What the task requires -
Print every row below verbatim, leaving out the pictures.
BEGIN
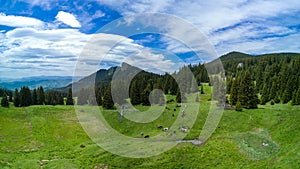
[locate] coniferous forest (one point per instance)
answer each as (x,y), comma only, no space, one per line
(250,80)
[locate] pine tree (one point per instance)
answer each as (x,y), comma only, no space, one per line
(265,96)
(59,98)
(134,94)
(296,99)
(238,106)
(70,100)
(108,102)
(10,95)
(4,101)
(234,92)
(34,97)
(17,98)
(25,96)
(40,96)
(145,96)
(99,98)
(273,90)
(202,89)
(247,92)
(276,99)
(180,98)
END
Exercise solution -
[locate] coniferous forest (one point per instance)
answer each as (x,y), comma only, no space, one per line
(250,80)
[locate] pine tree (one point per instance)
answer each as (x,y), comma only, no space, one per line
(265,96)
(59,98)
(134,94)
(296,99)
(238,106)
(70,100)
(108,102)
(10,95)
(4,101)
(234,92)
(34,97)
(17,98)
(25,96)
(40,96)
(145,96)
(99,98)
(273,90)
(202,89)
(247,92)
(276,99)
(180,98)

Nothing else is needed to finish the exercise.